Stored items:
※ ※ ※

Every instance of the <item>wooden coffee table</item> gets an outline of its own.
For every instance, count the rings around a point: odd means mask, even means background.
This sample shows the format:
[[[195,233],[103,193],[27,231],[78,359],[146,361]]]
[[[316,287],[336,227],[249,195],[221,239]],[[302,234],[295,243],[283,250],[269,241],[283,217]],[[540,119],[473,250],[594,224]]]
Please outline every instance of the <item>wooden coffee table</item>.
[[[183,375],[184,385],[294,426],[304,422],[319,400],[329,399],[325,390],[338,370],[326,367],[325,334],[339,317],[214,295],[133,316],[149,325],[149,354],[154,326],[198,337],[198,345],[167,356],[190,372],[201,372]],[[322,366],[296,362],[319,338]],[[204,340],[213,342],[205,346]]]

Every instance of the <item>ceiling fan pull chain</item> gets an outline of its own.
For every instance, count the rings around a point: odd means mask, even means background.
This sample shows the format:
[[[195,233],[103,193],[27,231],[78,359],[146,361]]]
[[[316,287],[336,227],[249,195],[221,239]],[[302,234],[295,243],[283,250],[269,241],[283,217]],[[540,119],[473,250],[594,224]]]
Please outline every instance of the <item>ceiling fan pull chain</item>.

※ ※ ※

> [PROBLEM] Copy all lines above containing the string "pull".

> [RESPONSE AREA]
Every instance of the <item>ceiling fan pull chain</item> gets an outline of its own.
Please outline every instance of the <item>ceiling fan pull chain</item>.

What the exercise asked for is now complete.